BEGIN Page extract

Takuya Nagasaka, Takeo Muroga, Tomohito Iikubo
Fusion Science and Technology | Volume 44 | Number 2 | September 2003 | Pages 465-469
Technical Paper | Fusion Energy - Fusion Materials | doi.org/10.13182/FST03-A379
Articles are hosted by Taylor and Francis Online.
The tubing processes for high-purity low-activation V-4Cr-4Ti alloys were developed. From examination on the fabrication process parameters, suitable annealing condition prior to the 3-directional rolling, intermediate annealing condition, and limit for reduction of area for 1 pass at the rolling, were obtained. From microstructural observations, cracks induced during the 3-directional rolling can be attributed to the banding structure of Ti precipitates. Resulting tubes were evaluated by impurity tracing, ultrasonic inspection, eddy current testing, measurements on grain size after recrystallization and tensile tests. Grain size of the tubes after recrystallization was larger than that of the plate with the same thickness at an annealing temperature of 1273 K. At lower annealing temperature, the difference was small, however. Carbon and oxygen contaminations of about 60 and 200 wppm at the maximum, repectively, and defects on the tube wall surface were detected. They can be improved by minor change in the current process. The contamination increased tensile strength, whereas the surface defects smaller than 20 m did not induce significant degradation of tensile properties. The examination of fabrication process parameters and evaluation of the resulting tubes successfully demonstrated the feasibility of vanadium alloys for component materials for fusion reactors.

END Page extract

Problem to solve: Copy the part of the vanadium alloy tubing abstract starting at "Takuya Nagasaka, Takeo" and ending at "and Francis Online." word for word. The lines after this point have no connection to the text above.

BEGIN Dataset excerpts

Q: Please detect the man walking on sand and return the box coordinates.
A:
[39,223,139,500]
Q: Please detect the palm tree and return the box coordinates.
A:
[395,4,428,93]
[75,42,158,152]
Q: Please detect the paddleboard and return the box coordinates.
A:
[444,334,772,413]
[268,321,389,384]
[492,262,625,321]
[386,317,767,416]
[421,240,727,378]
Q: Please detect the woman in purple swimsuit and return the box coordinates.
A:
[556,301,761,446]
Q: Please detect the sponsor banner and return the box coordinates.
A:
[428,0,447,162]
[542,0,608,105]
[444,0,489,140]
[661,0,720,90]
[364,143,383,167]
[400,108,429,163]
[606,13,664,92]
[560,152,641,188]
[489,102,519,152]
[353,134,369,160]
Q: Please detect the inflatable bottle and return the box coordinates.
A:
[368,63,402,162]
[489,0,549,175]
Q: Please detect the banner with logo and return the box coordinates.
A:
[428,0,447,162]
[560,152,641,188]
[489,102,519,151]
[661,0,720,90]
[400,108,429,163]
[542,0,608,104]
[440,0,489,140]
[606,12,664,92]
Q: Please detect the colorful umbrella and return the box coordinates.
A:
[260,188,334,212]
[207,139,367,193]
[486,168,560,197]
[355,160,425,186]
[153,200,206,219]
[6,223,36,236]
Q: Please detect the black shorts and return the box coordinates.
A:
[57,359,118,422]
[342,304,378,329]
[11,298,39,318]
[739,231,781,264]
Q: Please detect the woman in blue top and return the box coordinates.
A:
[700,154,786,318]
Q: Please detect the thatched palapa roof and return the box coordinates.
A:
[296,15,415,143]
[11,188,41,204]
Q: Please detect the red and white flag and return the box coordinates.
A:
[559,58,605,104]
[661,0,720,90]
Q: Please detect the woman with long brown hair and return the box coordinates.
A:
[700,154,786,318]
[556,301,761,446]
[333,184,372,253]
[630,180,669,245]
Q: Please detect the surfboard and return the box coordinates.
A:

END Dataset excerpts

Exercise answer:
Takuya Nagasaka, Takeo Muroga, Tomohito Iikubo
Fusion Science and Technology | Volume 44 | Number 2 | September 2003 | Pages 465-469
Technical Paper | Fusion Energy - Fusion Materials | doi.org/10.13182/FST03-A379
Articles are hosted by Taylor and Francis Online.